Criada em 1987, em Porto Alegre (RS), a organização nasceu da iniciativa de um grupo de mulheres militantes do movimento negro que sentiram a necessidade de discutir as demandas específicas das mulheres negras. Segundo Maria Noelci Homero, coordenadora técnica da entidade, a intenção era fazer com que tanto o movimento negro quanto o feminista assumissem a discussão sobre a mulher negra, que sofria discriminação de gênero, classe e raça.
As integrantes formaram, então, um grupo de discussão e estabeleceram como missão defender os direitos das mulheres e lutar pela melhoria das condições de vida da população afro-descendente. Também determinaram como objetivos combater as discriminações sexistas, étnica/racial e social; propor políticas públicas que possibilitem promover a cidadania das mulheres, visando à igualdade e à eqüidade de direitos; e instrumentalizar as mulheres negras para que atuem efetivamente na sociedade como agentes de sua história. Para isso, desenvolveram cinco linhas de ação: com mulheres; com meninas e adolescentes; combate ao racismo; intervenção política; documentação, pesquisa e informação.
Combate e prevenção à violência doméstica
Os programas desenvolvidos com mulheres e adolescentes fazem parte da estratégia de atendimento a vítimas de violência doméstica, realizado desde 1998 na comunidade da Região Cruzeiro do Sul, área que apresenta os maiores índices de exclusão social e violência da capital gaúcha. A entidade estruturou na região um atendimento psicossocial, com psicólogas, assistentes sociais, enfermeiras, educadoras e nutricionista que atendem a comunidade semanalmente. A ONG atende, atualmente, 20 adolescentes e cerca de 300 mulheres.

● **Informações**:
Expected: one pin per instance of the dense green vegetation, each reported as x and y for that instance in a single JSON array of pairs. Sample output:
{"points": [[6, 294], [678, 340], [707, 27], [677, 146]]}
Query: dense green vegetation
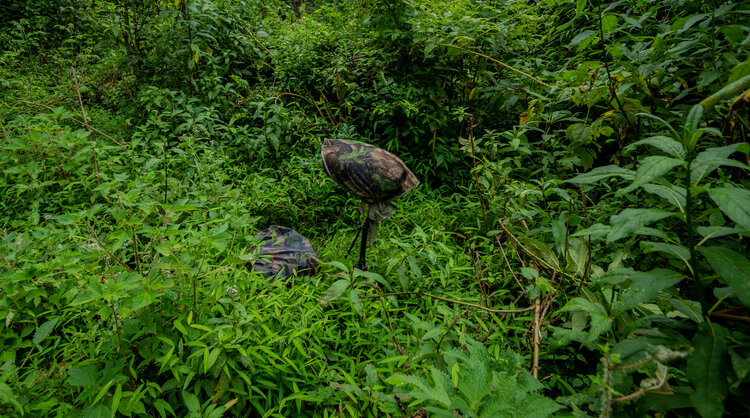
{"points": [[578, 246]]}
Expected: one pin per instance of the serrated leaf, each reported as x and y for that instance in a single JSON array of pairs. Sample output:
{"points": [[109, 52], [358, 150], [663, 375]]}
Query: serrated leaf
{"points": [[707, 371], [709, 232], [673, 250], [191, 401], [339, 265], [731, 266], [333, 292], [8, 397], [631, 220], [609, 22], [83, 376], [595, 231], [713, 158], [601, 173], [414, 267], [44, 330], [664, 143], [582, 37], [644, 286], [356, 301], [675, 195], [536, 405], [734, 202], [651, 168], [600, 320]]}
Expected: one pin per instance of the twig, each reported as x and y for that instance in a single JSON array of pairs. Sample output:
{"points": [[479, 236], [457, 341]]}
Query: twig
{"points": [[400, 406], [388, 317], [509, 266], [537, 341], [104, 247], [76, 121], [634, 365], [91, 141], [499, 63], [633, 395], [473, 305]]}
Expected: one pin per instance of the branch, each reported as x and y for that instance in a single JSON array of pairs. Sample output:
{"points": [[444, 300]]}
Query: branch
{"points": [[76, 121], [473, 305], [502, 64]]}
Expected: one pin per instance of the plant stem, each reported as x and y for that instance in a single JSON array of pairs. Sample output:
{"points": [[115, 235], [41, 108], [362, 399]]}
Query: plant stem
{"points": [[691, 236]]}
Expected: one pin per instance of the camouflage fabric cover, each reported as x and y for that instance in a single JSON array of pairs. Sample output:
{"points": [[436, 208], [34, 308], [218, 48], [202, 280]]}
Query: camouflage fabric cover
{"points": [[371, 173], [283, 252]]}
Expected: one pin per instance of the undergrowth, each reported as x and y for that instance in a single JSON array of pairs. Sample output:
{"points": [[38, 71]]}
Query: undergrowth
{"points": [[578, 245]]}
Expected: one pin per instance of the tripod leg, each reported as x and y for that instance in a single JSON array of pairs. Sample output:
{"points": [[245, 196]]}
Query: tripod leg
{"points": [[361, 264]]}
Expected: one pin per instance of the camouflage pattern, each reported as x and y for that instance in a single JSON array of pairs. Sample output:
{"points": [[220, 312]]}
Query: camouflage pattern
{"points": [[283, 253], [371, 173]]}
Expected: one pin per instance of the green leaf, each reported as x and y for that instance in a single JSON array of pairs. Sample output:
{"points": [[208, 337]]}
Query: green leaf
{"points": [[731, 266], [631, 220], [664, 143], [116, 400], [709, 232], [645, 286], [44, 330], [713, 158], [734, 202], [83, 376], [582, 37], [600, 320], [191, 401], [609, 22], [333, 292], [415, 270], [8, 397], [675, 195], [355, 300], [339, 265], [650, 168], [601, 173], [672, 250], [707, 371]]}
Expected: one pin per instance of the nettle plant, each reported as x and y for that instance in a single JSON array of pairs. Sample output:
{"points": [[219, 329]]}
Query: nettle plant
{"points": [[469, 382], [682, 309]]}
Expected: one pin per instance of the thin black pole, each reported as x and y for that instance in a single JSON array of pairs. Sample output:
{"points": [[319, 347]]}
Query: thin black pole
{"points": [[361, 264]]}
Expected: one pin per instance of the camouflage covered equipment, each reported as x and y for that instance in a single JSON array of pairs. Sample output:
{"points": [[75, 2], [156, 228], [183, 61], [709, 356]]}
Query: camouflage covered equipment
{"points": [[283, 252], [374, 175], [370, 173]]}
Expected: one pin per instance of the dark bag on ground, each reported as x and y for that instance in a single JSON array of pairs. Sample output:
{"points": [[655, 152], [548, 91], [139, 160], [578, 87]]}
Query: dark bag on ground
{"points": [[283, 253]]}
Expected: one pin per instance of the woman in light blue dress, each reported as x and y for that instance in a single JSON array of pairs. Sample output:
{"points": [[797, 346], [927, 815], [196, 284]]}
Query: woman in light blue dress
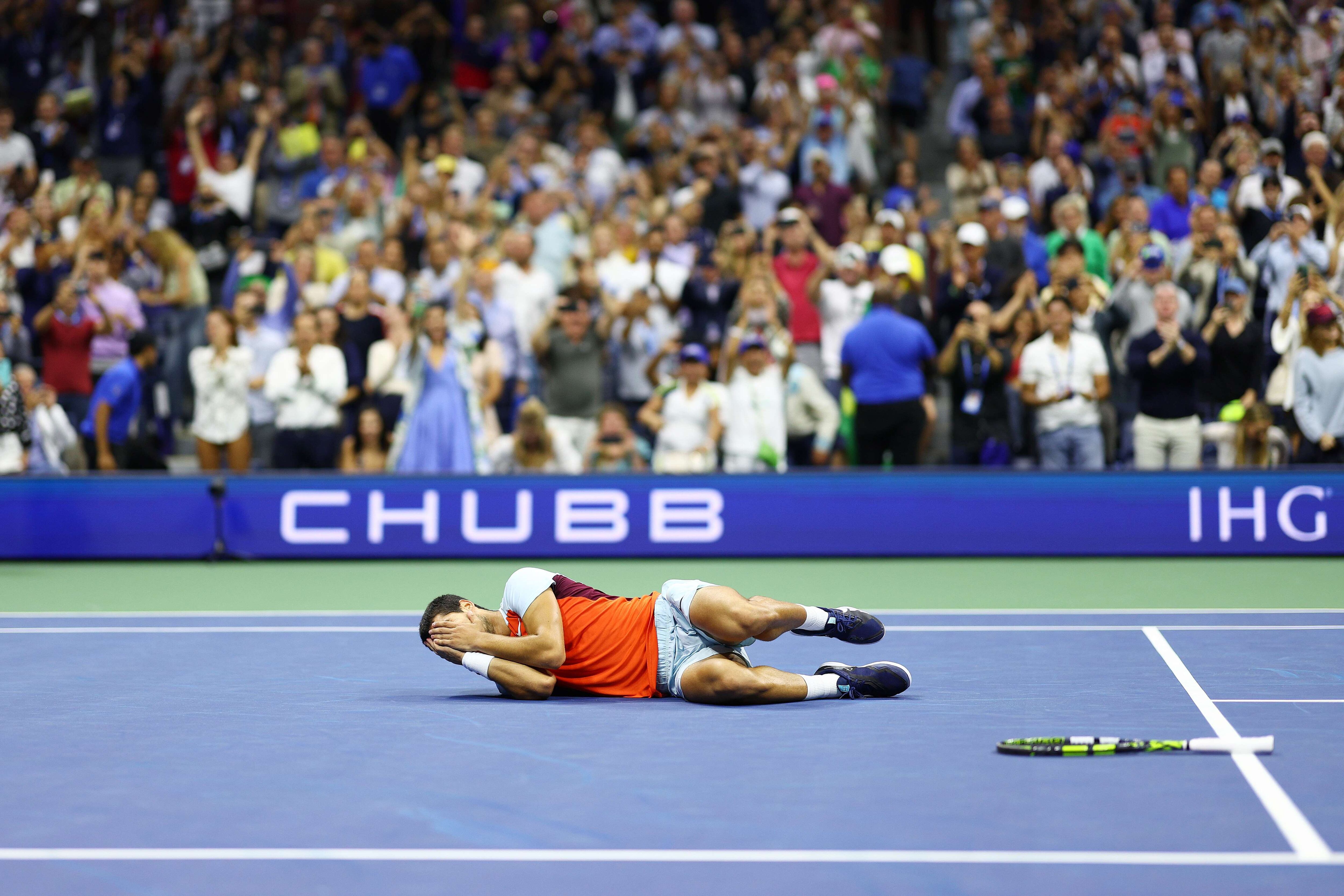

● **Perguntas de leitura**:
a - Transcreva, do texto sobre a organização de mulheres negras, o trecho que começa com as palavras "Criada em 1987, em" e termina com "classe e raça.".
b - Dê continuidade ao texto sobre a organização de mulheres negras de Porto Alegre, começando logo depois da última frase.
Os registros não entram nesta atividade.

● **Respostas**:
a -
Criada em 1987, em Porto Alegre (RS), a organização nasceu da iniciativa de um grupo de mulheres militantes do movimento negro que sentiram a necessidade de discutir as demandas específicas das mulheres negras. Segundo Maria Noelci Homero, coordenadora técnica da entidade, a intenção era fazer com que tanto o movimento negro quanto o feminista assumissem a discussão sobre a mulher negra, que sofria discriminação de gênero, classe e raça.

b -
As mulheres recebem semanalmente atendimento psicossocial, orientação e encaminhamento a serviços médicos, hospitalares e jurídicos, além informações sobre saúde, DST/HIV/aids e direitos sexuais e reprodutivos, por meio de vídeos, conversas, palestras, debates e oficinas de apoio. Assim o projeto tenta mostrar às mulheres que as situações de violência que vivem não podem ser tratadas como normais.
Dados levantados pela organização mostraram que a maioria das mulheres atendidas, quando criança ou adolescente, passou por violência física, sexual e psicológica. “Essas mulheres geralmente trazem um histórico de agressão dentro da família. Concluímos que a prevenção deveria ser feita desde o início”, conta Maria Homero.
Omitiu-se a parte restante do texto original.